PROVIDED PASSAGE
§

Last night's internals seemed to add additional evidence to what was more of an experience call than a strong objective evidence call, that seems to be starting to fill in today.
A bounce in this area makes perfect sense, especially before the F_O_M_C next week where it's widely expected or suspected that the F_E_D will remove the term "Patient" and pave the way for a June rate hike being the Non-Farm payrolls were the last payroll data before the meeting and they were strong , at least on the face of it when you don't look at the U6 number or don't account for the shrinking work force.
SPX500 1-day chart which broke below 2015 range resistance/support and now resistance again as well as the popular 50-day m.a. and the Dow is in the exact same situation. This is a perfect area to create some cash flow by running stops and limits as there are two areas traders are watching closely, the range trendline and the moving average.
The Q's and IWM perhaps finding support at the 50-day would just bolster the case for a bounce in the mind of technical traders and since that's what everyone is these days and they are so easy to predict, it's kind of like picking change up off the street for the market.

§

[Natural language region descriptions]
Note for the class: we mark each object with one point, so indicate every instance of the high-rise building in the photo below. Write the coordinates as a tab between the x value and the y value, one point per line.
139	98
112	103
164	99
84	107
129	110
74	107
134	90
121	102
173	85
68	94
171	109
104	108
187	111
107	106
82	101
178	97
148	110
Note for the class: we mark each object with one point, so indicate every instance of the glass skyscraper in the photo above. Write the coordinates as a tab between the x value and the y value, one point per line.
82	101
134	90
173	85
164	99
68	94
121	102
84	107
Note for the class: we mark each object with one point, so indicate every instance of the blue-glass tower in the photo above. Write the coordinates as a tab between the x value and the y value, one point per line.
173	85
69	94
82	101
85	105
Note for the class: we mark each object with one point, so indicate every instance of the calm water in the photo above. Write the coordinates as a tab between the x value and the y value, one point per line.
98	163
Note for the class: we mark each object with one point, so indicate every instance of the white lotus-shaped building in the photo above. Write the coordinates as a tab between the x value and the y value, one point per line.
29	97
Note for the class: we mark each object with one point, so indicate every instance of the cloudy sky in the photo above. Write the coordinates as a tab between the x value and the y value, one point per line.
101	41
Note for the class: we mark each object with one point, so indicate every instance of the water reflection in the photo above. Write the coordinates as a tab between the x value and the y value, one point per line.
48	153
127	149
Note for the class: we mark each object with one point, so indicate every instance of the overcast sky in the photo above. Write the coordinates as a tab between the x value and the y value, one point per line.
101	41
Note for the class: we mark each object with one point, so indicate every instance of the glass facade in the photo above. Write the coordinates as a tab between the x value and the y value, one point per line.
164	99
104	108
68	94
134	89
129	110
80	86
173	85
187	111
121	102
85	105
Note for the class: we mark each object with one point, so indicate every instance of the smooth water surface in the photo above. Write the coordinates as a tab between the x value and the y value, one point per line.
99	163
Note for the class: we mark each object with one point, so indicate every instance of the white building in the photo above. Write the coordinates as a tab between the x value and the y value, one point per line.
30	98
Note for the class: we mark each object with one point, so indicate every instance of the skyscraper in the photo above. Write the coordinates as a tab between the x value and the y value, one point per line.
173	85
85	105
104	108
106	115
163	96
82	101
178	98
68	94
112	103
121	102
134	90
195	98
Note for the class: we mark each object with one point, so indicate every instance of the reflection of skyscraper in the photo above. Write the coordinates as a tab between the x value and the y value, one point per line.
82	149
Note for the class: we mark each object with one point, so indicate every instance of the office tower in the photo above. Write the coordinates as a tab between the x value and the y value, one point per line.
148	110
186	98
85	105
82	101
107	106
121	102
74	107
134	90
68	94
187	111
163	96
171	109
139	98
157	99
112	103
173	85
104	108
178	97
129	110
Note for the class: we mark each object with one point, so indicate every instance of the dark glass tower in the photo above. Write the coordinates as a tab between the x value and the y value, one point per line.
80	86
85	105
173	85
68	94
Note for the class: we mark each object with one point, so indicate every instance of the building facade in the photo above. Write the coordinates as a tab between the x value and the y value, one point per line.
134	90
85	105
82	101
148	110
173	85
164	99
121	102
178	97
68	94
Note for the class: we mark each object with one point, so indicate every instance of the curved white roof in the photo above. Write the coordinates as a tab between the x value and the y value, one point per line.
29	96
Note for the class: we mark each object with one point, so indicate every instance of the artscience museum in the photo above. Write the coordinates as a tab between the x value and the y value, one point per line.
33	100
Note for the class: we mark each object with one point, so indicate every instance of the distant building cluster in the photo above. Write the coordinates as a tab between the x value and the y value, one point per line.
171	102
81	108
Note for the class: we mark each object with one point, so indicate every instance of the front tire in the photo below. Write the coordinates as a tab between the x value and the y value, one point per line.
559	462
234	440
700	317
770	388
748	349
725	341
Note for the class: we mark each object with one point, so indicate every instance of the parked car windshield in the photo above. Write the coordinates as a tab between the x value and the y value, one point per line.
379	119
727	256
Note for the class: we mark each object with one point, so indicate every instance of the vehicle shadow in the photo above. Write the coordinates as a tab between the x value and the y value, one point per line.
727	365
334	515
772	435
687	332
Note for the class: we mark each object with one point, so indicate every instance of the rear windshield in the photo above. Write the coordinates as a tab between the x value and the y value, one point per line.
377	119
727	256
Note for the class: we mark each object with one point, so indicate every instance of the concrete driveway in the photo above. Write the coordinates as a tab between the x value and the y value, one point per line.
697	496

§

EXERCISE SET
**1.** In the market commentary, what term is the Fed widely expected or suspected to remove at next week's FOMC meeting?
**2.** Rewrite the market commentary's paragraph beginning "SPX500 1-day chart" as a short bulleted list that keeps its main facts.
**3.** Carry on with the market commentary, picking up after its final sentence.

ANSWERS PER TASK
**1.** The term "Patient."

**2.**
- The SPX500 daily chart broke below its 2015 range resistance/support, which is now resistance again.
- It also broke below the popular 50-day moving average.
- The Dow is in the same situation.
- Traders are watching two areas closely, the range trendline and the moving average, which makes this a good area to create cash flow by running stops and limits.

**3.**
In any case, this morning it looks like we are seeing a bit more of a rounding bottom, which means it may be a bit of a bigger, more supportive area to bounce from, possibly in to the F_O_M_C next week, although I don't have what I would call objective evidence at this point that would support that possibility, it's just an experienced guess as it looks more and more like "Patient" will be removed from the March meeting's policy statement as per none other than the Richmond F_E_D's, Lacker (voting member) who gave an interview on Sirius satellite radio network yesterday looking for exactly that, removing patient in March, clearing the way for a June rate hike (both his words, not mine, but this is what we have expected recently).
Last night in the Daily Wrap I made a case for a short term oversold condition. I want to be clear, this is not the same "Oversold" condition that many of you are use to seeing on charts with indicators like RSI or Stochastics as they peg the lower bounds of their range (below 20 or 25), this is a shorter oversold condition and not based on indicators that can stay oversold for a long time. In fact, one of my best performing (back-tested) trading systems only bought overbought stocks and only shorted oversold stocks as they can stay that way for a long time and it worked very well out of hundreds of systems tested.
This oversold is based on the Dominant Price/Volume relationship and sector/Industry group performance, it's based on breadth and as such is shorter term in nature.
As for additional evidence building, you probably know which asset I usually look at first for an early head's up warning, HY Credit which I'll get to.
QQQ 3 min is showing more improvement than what we had yesterday morning to go off of.
And while it's small, it still is a 5 min QQQ pos. divergence.
IWM 3 min which really wasn't looking great yesterday is showing improvement.
As is SPY ... 1 min.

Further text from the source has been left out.